OPGAVEN:
a. Herschrijf het deel van de herinneringen aan winters van vroeger van "Ook op de prikslee" tot en met "de Ragom aankwam.", met "ijsslee" in plaats van "prikslee".
b. Zet de herinneringen aan winters van vroeger alsjeblieft voort na de laatste zin.

Nu, tot teleurstelling van de vele schaatsliefhebbers, deze winter de kans op natuurijs helemaal verkeken is, denkt menigeen nog wel eens terug aan vroeger toen de winters nog winters waren. Onze plaatsgenoot Marius van Veen deed dat ook en zond ons in 2007, toen de winter kennelijk vergelijkbaar was met die van 2016, onderstaande herinneringen over "Winters van vroeger".
Als het had gevroren begonnen we op de sloten en de wetering in Ridderkerk, op de wei van Jan Bal achter de Kuyperschool en rond Patrimonium. Eerst kluiten gooien, daarna ijsje taaien. Hier kwam het grote verschil tussen helden en angsthazen duidelijk aan het licht. Het schaatsen leerde ik op een diep gelegen sloot met aan weerszijden oude knotwilgen. Drie minuten lopen vanuit de Klaas Katerstraat naar De Blaak, met waardeloze schaatsen met bevroren bandjes, achter een stoel.
Met Luut Rieske, Jan Weitering, Sikko Gillebaard, Huug Bode en nog een stel jongens kwamen we een keer uit school, en renden met z'n allen naar de "Pit van Van Gent". Dit door dijkophoging ontstane watertje aan de buitenzijde van de Ringdijk, was nog niet dicht gevroren. Het verse taaie ijs was niet dikker dan anderhalve centimeter, en om op het ijs te komen,
moesten we eerst een meter overbruggen met een grote sprong. Zonder er bij na te denken, vlogen met zijn allen in een lange rij het ijs op. Door de vloeiende beweging, golfde het ijs voor ons uit, alleen drijfnatte voeten hebben we er aan overgehouden.
Ook op de prikslee hebben we ons kostelijk vermaakt, op de sloot aan het einde van de wei van Klingeman, waar nu het Electroplantsoen is. En met de gewone slee, stortten we ons, aan het einde van de Oranje straat, op onze buik stijl naar beneden van de dijk. Er moest dan wel goed worden uitgekeken, of er geen autobus van de Ragom aankwam.

[Annotaties van regio's]
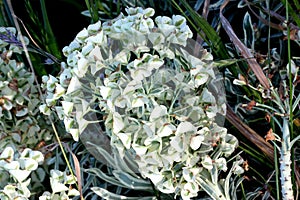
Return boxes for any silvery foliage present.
[0,27,52,151]
[0,147,45,200]
[39,169,79,200]
[40,8,243,199]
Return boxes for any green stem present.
[279,118,294,200]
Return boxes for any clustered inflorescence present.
[40,8,241,199]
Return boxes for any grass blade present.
[220,0,270,89]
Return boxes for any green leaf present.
[169,0,230,59]
[243,12,255,50]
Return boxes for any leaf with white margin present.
[149,105,168,122]
[175,122,197,135]
[113,112,125,134]
[69,128,80,141]
[201,88,216,104]
[21,148,44,164]
[0,147,15,162]
[9,169,31,183]
[55,106,65,120]
[190,135,204,150]
[157,179,175,194]
[215,158,227,172]
[117,133,131,149]
[157,124,176,137]
[50,177,69,193]
[172,15,186,27]
[194,72,209,87]
[87,20,101,34]
[66,76,82,94]
[67,188,80,197]
[0,161,20,170]
[76,57,89,77]
[76,28,89,41]
[39,104,51,115]
[19,158,38,171]
[16,107,28,117]
[61,101,74,116]
[132,144,148,156]
[100,86,112,100]
[201,155,213,170]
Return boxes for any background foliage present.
[0,0,300,199]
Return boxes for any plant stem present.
[279,118,294,200]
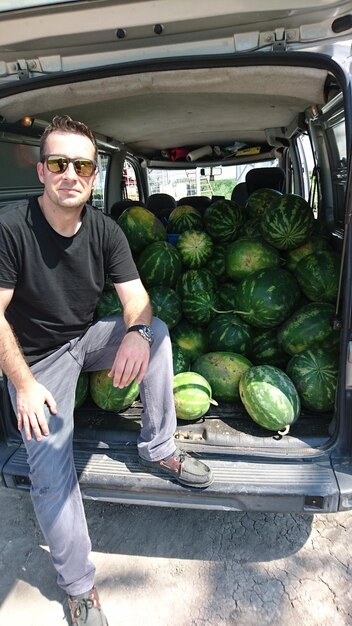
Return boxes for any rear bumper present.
[3,446,342,513]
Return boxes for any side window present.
[121,160,140,200]
[91,154,109,210]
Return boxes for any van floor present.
[75,401,332,454]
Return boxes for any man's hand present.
[108,332,150,388]
[17,380,57,441]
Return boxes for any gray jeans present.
[8,316,176,595]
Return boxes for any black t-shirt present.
[0,198,139,364]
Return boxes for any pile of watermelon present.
[82,189,340,433]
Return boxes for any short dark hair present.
[40,115,98,162]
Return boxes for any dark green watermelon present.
[148,286,182,329]
[287,348,338,411]
[225,238,281,280]
[239,365,301,434]
[235,268,300,328]
[117,206,167,255]
[204,200,243,243]
[295,250,340,302]
[261,194,314,250]
[137,241,182,288]
[277,302,340,355]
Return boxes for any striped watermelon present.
[173,372,217,421]
[236,268,300,328]
[245,187,282,217]
[95,290,123,318]
[170,319,207,361]
[192,351,252,403]
[166,204,202,233]
[285,235,331,272]
[207,313,252,354]
[204,200,243,243]
[277,302,340,355]
[176,230,214,269]
[295,250,340,302]
[90,369,139,413]
[171,343,191,375]
[261,193,314,250]
[137,241,182,288]
[287,348,338,411]
[239,365,301,434]
[148,286,182,329]
[117,206,167,255]
[225,238,281,280]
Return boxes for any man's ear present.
[37,161,44,184]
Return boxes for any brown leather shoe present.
[68,587,108,626]
[139,448,213,487]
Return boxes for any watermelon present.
[295,250,340,302]
[95,291,123,318]
[207,313,252,354]
[285,235,331,272]
[239,365,301,434]
[261,193,314,250]
[235,268,300,328]
[171,343,191,375]
[166,204,202,233]
[170,320,207,361]
[206,244,227,281]
[192,351,252,403]
[75,372,89,409]
[225,238,281,280]
[245,187,282,218]
[148,287,182,329]
[277,302,340,355]
[137,241,182,288]
[176,267,216,298]
[173,372,217,421]
[117,206,167,255]
[176,230,214,269]
[250,328,290,369]
[287,348,338,411]
[204,200,243,243]
[182,290,217,326]
[90,369,139,413]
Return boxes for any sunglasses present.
[43,154,96,176]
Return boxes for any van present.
[0,0,352,513]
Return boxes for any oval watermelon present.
[192,351,252,403]
[277,302,340,355]
[261,193,314,250]
[148,287,182,329]
[117,206,167,254]
[295,250,340,302]
[173,372,217,421]
[240,365,301,434]
[204,200,243,243]
[170,320,207,361]
[245,187,282,217]
[90,369,139,413]
[207,313,252,354]
[225,238,281,280]
[287,348,338,411]
[166,204,202,233]
[176,230,214,269]
[235,268,300,328]
[137,241,182,288]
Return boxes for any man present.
[0,116,212,626]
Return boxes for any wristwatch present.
[126,324,154,345]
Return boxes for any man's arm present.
[0,288,56,441]
[109,279,152,387]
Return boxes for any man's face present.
[37,131,96,209]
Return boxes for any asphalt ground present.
[0,489,352,626]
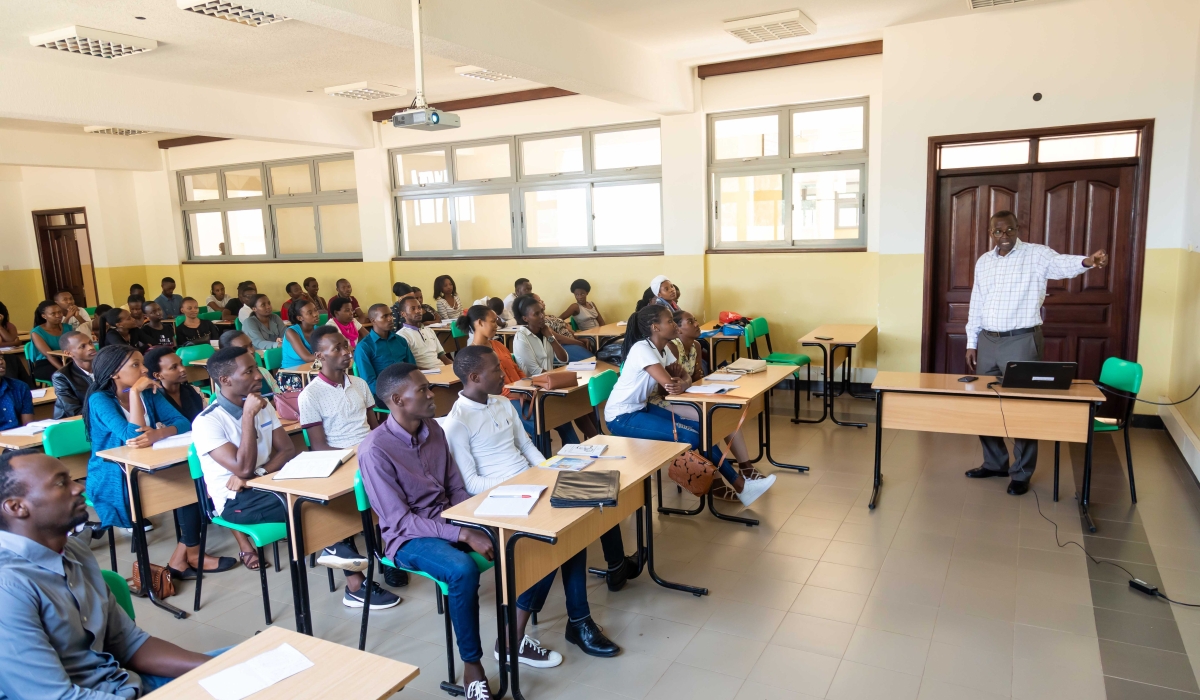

VERWACHTE UITKOMSTEN:
a.
Ook op de ijsslee hebben we ons kostelijk vermaakt, op de sloot aan het einde van de wei van Klingeman, waar nu het Electroplantsoen is. En met de gewone slee, stortten we ons, aan het einde van de Oranje straat, op onze buik stijl naar beneden van de dijk. Er moest dan wel goed worden uitgekeken, of er geen autobus van de Ragom aankwam.

b.
Later gingen we verder van huis, als het lang en stevig gevroren had, naar het Nieuwe werk bij het Donckse Bos of naar De Waal op Rijsoord waar al heel snel door de oude ijsclub twee banen waren uitgezet. Palen met verlichting rond het ovaal met aan de binnenzijde een baan voor de rondrijders (de zwierders hand in hand), op muziek van Strauss. De buitenzijde was voor de jongens met de noren. Het was altijd heel gezellig op Rijsoord en we hebben maar één maal onze gemeente verlaten om op de boezem in Kinderdijk, bij de molens aan een wedstrijd mee te doen. Deze wedstrijd werd georganiseerd door de Ambachtschool van Slikkerveer.
We schaatsten ook op straat, van Slikkerveer naar de Waal op Rijsoord, alleen op een stukje van tweehonderd meter bij de Lijnbaan op Ridderkerk lag er te weinig bevroren sneeuw op de weg en
moesten we een stukje klunen.
In de winter gebeurden er extra leuke dingen om het leven dragelijk te maken. Hoogtepunten waren dan het rinkelen van de arrenslee, de kaarsjes in de kerstboom en de spanning van goed en kwaad op vijf december. De wereld was donker, in huis een lamp boven de tafel en een schemerlamp in de hoek. Ik heb mensen horen zeggen dat ze blij en gelukkig waren als er aardappels genoeg in de kelder lagen en het kolenhok gevuld was. Meer hadden ze niet nodig! Melk en brood en een dak boven hun hoofd dat hadden ze wel, maar die aardappels en die kolen. Elk jaar weer was dit voor heel veel mensen een grote zorg. Deze kant van de winter kunnen we ons in 2007 (en ook in 2016 red.) nauwelijks meer voorstellen, ook al is het dan nog maar ruim een halve eeuw geleden.
Marius van Veen.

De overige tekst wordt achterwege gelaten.